> _GIVEN DATA_:

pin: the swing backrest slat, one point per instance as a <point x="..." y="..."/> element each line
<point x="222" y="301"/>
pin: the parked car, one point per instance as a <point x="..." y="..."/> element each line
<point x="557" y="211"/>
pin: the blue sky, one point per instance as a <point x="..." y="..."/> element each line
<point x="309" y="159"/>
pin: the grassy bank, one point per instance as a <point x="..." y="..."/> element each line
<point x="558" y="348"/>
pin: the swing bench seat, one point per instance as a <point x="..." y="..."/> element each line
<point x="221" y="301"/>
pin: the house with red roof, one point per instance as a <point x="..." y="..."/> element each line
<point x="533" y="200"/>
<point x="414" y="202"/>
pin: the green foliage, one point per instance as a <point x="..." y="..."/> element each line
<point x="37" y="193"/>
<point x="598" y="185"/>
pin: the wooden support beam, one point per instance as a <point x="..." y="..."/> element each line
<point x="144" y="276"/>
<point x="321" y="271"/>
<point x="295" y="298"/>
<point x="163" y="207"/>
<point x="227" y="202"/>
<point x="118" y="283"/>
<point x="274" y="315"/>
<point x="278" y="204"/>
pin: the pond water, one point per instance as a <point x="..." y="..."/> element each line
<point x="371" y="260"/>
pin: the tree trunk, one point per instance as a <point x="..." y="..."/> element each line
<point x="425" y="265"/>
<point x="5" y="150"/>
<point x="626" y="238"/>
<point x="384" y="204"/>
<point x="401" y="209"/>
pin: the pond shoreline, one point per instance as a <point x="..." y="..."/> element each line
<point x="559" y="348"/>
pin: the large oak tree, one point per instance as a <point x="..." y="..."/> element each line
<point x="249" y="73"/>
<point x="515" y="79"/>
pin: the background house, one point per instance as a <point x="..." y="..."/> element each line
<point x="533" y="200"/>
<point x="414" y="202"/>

> _TASK TO COMPLETE_: Exact transcription of the records is all that is wanted.

> _SOLVED EXERCISE_:
pin: the swing backrest slat, one point per instance as a <point x="..." y="..."/> element each line
<point x="222" y="301"/>
pin: the parked car, one point per instance as a <point x="..." y="..."/> element each line
<point x="557" y="211"/>
pin: the blue sky, one point per instance as a <point x="..." y="..."/> element each line
<point x="309" y="159"/>
pin: the grassy bank, one point per instance as a <point x="..." y="..."/> element each line
<point x="558" y="348"/>
pin: the swing bench seat, one point per instance as a <point x="..." y="..."/> element each line
<point x="221" y="301"/>
pin: the house with red roof, one point per instance as a <point x="..." y="..."/> element each line
<point x="533" y="200"/>
<point x="414" y="202"/>
pin: the green foliage, one point per instance as a <point x="..." y="..."/> element each line
<point x="37" y="193"/>
<point x="598" y="185"/>
pin: the wooden support beam, one point per instance as a <point x="..." y="..."/> element each line
<point x="144" y="276"/>
<point x="321" y="271"/>
<point x="295" y="298"/>
<point x="163" y="207"/>
<point x="227" y="202"/>
<point x="118" y="283"/>
<point x="274" y="315"/>
<point x="278" y="204"/>
pin: the pond water, one point per instance as a <point x="..." y="..."/> element each line
<point x="371" y="260"/>
pin: the tree trunk, one point per instance as a <point x="..." y="..."/> element each line
<point x="425" y="265"/>
<point x="5" y="150"/>
<point x="626" y="238"/>
<point x="384" y="204"/>
<point x="401" y="209"/>
pin: the pond shoreline, one point per instance as a <point x="..." y="..."/> element each line
<point x="559" y="348"/>
pin: the large oak tree, one point per instance as a <point x="..." y="..."/> element each line
<point x="249" y="73"/>
<point x="515" y="79"/>
pin: the background house, one point per instance as a <point x="..." y="..."/> element each line
<point x="533" y="200"/>
<point x="414" y="202"/>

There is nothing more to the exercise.